# PASSAGE PROVIDED:
^^^^^^^^

OPINION
Opinion by
This is a subject matter jurisdiction case. Jo Ann E. Combs (“Guardian”) appeals. dismissal of her lawsuit to collect fees generated during a guardianship proceeding (the “WD Guardianship”). The trial court found the district court in which the WD Guardianship proceeded (the “Guardianship Court”) never obtained subject matter jurisdiction over the WD Guardianship and any orders entered by that court were void. The trial court then concluded it did not have subject matter jurisdiction to enforce any orders entered in the WD Guardianship and dismissed the present lawsuit. For the reasons set forth below, we reverse the trial court’s dismissal and remand the case for trial on the merits.
Background2
On June 24, 1994, the WD Guardianship was filed in the Constitutional County Court of Kaufman County3 to establish a guardianship for Wallace Darst (“WD”), who suffered from Alzheimer’s Disease. The case was filed by one of WD’s sons, Joseph, and docketed as No. 94G-10. Joseph asked the court to appoint him as his father’s guardian. Joseph’s application was served by certified mail on WD’s two other children. Joseph’s siblings filed an answer on July 5, 1994 denying the material allegations in Joseph’s application and specifically disputing their brother’s qualifications to serve as WD’s guardian.

^^^^^^^^

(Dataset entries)
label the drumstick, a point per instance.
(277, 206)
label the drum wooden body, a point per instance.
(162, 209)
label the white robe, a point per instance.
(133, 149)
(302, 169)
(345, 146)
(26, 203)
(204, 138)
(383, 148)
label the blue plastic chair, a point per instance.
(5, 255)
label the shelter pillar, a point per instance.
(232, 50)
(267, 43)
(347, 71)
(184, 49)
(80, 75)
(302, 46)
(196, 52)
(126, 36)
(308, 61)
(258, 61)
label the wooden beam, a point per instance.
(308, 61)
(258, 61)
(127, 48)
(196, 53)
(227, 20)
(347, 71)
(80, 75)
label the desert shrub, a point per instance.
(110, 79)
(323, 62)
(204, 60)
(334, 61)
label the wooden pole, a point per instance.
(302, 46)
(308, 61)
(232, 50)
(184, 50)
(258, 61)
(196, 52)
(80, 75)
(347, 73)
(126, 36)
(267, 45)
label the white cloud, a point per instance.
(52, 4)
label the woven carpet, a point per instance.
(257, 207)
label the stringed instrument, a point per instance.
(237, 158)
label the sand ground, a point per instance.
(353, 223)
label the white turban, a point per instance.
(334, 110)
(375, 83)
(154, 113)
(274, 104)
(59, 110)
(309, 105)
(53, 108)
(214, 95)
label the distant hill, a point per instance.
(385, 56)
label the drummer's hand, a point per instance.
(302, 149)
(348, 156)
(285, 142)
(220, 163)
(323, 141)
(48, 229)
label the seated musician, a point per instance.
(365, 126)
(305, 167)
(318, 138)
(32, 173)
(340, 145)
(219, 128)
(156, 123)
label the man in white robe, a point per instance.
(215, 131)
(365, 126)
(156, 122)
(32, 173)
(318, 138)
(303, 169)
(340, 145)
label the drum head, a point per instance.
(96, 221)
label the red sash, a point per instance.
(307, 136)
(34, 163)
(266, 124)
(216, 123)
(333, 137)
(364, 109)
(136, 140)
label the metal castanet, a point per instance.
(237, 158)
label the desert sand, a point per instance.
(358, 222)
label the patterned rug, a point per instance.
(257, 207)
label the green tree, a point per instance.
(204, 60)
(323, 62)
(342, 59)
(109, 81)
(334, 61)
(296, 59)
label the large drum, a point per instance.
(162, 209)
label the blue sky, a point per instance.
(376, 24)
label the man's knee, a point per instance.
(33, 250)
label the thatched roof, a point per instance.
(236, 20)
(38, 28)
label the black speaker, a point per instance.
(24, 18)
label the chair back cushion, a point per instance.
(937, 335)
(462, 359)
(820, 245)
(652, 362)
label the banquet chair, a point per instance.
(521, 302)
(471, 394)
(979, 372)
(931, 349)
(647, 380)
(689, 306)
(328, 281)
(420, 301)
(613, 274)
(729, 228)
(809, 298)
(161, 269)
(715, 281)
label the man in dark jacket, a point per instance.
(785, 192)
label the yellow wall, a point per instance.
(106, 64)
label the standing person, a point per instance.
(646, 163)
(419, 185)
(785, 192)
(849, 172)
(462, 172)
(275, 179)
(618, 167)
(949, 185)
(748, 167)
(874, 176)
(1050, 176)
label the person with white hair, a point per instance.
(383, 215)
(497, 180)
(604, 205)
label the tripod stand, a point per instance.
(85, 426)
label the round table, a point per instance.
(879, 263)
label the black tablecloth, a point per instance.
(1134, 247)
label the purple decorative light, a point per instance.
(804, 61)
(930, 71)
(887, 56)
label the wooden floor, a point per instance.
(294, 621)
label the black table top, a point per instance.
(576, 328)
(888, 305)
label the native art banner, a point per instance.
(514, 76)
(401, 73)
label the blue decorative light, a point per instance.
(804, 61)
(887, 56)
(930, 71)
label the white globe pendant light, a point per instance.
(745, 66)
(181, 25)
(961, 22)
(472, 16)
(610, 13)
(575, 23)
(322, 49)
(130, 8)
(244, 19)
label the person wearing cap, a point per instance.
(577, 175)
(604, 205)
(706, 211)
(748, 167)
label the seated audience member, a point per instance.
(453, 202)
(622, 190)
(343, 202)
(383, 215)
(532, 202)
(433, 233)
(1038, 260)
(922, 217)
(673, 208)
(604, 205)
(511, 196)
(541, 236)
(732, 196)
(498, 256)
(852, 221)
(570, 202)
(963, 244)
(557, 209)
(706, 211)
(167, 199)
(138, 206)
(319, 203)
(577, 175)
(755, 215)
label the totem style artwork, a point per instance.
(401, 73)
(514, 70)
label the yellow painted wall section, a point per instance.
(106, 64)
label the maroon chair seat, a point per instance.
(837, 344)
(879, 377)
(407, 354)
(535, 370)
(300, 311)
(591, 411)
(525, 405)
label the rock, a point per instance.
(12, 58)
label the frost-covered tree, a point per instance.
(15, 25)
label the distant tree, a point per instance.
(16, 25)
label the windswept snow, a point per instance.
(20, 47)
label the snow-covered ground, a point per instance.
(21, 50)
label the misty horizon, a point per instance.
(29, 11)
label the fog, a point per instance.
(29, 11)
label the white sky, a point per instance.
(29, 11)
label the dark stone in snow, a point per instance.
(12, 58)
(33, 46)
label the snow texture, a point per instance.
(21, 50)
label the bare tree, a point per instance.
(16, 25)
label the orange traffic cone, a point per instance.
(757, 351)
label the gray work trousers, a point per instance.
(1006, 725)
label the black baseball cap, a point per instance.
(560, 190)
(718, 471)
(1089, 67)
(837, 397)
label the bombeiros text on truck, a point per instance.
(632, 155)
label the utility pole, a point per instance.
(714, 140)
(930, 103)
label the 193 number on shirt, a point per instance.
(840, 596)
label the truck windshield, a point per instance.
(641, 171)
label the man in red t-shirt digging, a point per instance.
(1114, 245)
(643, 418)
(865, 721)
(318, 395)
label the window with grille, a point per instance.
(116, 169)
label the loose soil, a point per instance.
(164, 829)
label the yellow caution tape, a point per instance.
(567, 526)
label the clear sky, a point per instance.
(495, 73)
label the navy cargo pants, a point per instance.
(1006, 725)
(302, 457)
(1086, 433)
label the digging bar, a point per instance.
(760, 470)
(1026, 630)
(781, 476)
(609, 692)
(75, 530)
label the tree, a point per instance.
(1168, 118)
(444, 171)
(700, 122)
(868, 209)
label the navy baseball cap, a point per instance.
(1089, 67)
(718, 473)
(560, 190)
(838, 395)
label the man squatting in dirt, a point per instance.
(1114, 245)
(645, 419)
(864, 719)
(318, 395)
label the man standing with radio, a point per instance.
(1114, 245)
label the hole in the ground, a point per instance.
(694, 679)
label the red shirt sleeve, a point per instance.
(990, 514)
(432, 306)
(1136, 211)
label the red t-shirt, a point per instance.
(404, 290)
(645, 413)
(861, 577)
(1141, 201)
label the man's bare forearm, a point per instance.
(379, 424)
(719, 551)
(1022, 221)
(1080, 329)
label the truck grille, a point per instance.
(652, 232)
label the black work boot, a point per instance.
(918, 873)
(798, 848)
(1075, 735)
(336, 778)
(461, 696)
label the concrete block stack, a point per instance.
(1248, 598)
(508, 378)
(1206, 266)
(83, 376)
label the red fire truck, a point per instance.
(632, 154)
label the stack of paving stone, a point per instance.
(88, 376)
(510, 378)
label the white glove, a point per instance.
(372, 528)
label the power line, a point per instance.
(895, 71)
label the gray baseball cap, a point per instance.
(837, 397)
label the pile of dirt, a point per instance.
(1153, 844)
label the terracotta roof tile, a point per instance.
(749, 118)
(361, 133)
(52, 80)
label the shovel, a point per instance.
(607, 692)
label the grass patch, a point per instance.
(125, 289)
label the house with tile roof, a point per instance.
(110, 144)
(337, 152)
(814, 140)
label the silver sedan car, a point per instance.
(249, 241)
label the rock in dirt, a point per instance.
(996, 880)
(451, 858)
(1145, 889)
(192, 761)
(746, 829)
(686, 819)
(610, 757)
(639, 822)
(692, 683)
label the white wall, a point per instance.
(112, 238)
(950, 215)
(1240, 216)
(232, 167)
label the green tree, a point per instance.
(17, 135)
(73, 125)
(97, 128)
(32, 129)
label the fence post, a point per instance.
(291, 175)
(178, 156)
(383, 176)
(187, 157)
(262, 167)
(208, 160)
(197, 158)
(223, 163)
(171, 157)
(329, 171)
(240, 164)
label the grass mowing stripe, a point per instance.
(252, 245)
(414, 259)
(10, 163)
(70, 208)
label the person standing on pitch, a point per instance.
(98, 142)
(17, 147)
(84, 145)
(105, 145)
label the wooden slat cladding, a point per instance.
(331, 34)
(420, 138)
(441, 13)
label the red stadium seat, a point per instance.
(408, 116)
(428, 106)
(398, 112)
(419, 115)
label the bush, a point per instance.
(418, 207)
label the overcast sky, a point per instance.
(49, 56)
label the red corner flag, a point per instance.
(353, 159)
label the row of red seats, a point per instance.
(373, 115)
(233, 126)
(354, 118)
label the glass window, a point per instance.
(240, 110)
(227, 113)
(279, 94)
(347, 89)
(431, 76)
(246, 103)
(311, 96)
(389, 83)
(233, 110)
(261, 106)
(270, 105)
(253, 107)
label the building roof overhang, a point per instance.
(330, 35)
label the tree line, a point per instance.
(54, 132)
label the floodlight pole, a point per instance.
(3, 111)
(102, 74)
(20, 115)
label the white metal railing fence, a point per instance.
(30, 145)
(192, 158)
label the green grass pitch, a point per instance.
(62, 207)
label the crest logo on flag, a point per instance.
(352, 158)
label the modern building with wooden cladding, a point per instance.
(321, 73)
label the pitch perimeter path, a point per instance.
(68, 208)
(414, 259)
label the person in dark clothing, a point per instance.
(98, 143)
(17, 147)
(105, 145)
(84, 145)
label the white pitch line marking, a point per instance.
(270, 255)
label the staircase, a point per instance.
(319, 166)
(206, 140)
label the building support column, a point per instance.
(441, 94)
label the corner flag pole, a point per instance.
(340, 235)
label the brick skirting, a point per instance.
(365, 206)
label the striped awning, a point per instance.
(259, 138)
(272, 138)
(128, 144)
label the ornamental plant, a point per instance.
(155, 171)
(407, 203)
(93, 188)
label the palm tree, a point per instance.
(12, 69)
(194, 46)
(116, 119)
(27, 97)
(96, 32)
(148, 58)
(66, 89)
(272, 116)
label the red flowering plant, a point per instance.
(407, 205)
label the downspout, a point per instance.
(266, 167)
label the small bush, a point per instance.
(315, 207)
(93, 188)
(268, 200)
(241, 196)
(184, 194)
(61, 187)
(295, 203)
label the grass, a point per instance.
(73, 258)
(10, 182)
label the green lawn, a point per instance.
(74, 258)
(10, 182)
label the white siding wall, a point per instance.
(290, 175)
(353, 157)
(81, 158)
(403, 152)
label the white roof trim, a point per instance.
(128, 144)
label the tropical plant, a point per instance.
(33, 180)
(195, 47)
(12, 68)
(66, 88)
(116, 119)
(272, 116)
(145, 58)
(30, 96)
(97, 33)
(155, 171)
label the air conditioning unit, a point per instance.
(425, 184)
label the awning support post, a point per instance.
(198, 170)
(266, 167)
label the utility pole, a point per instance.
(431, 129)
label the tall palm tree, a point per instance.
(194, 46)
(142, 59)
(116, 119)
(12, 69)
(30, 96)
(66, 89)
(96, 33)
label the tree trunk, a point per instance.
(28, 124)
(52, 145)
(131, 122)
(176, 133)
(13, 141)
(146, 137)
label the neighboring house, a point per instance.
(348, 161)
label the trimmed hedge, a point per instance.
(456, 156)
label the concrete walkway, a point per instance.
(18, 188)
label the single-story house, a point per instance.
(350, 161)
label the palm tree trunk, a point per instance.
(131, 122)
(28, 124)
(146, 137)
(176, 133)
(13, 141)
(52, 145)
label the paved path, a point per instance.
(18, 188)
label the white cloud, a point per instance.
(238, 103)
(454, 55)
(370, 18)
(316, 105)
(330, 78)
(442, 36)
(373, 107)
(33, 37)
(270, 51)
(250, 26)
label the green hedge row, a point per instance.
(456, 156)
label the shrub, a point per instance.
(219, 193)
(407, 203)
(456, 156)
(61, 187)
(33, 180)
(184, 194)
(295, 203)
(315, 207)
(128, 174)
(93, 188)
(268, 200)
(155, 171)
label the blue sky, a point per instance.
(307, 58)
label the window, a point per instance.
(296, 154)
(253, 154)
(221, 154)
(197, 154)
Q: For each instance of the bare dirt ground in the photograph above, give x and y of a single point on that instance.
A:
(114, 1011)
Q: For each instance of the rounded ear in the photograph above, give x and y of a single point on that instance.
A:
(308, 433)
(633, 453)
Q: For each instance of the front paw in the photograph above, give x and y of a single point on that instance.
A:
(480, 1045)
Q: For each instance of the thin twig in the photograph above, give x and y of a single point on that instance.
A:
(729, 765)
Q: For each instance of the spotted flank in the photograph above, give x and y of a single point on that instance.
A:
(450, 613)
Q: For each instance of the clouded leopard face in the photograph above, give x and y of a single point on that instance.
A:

^^^^^^^^

# PROBLEMS TO SOLVE:
A) Reproduce the guardianship opinion word for word, from "Background2" to "as WD’s guardian.".
B) Answer these questions from the guardianship opinion:
(i) What disease did Wallace Darst suffer from?
(ii) On what date did Joseph's siblings file their answer?
(iii) What does the appellate court do with the trial court's dismissal?

# ANSWERS FOR EACH ITEM:
A)
Background2
On June 24, 1994, the WD Guardianship was filed in the Constitutional County Court of Kaufman County3 to establish a guardianship for Wallace Darst (“WD”), who suffered from Alzheimer’s Disease. The case was filed by one of WD’s sons, Joseph, and docketed as No. 94G-10. Joseph asked the court to appoint him as his father’s guardian. Joseph’s application was served by certified mail on WD’s two other children. Joseph’s siblings filed an answer on July 5, 1994 denying the material allegations in Joseph’s application and specifically disputing their brother’s qualifications to serve as WD’s guardian.

B)
(i) Alzheimer's Disease
(ii) July 5, 1994
(iii) It reverses the dismissal and remands the case for trial on the merits.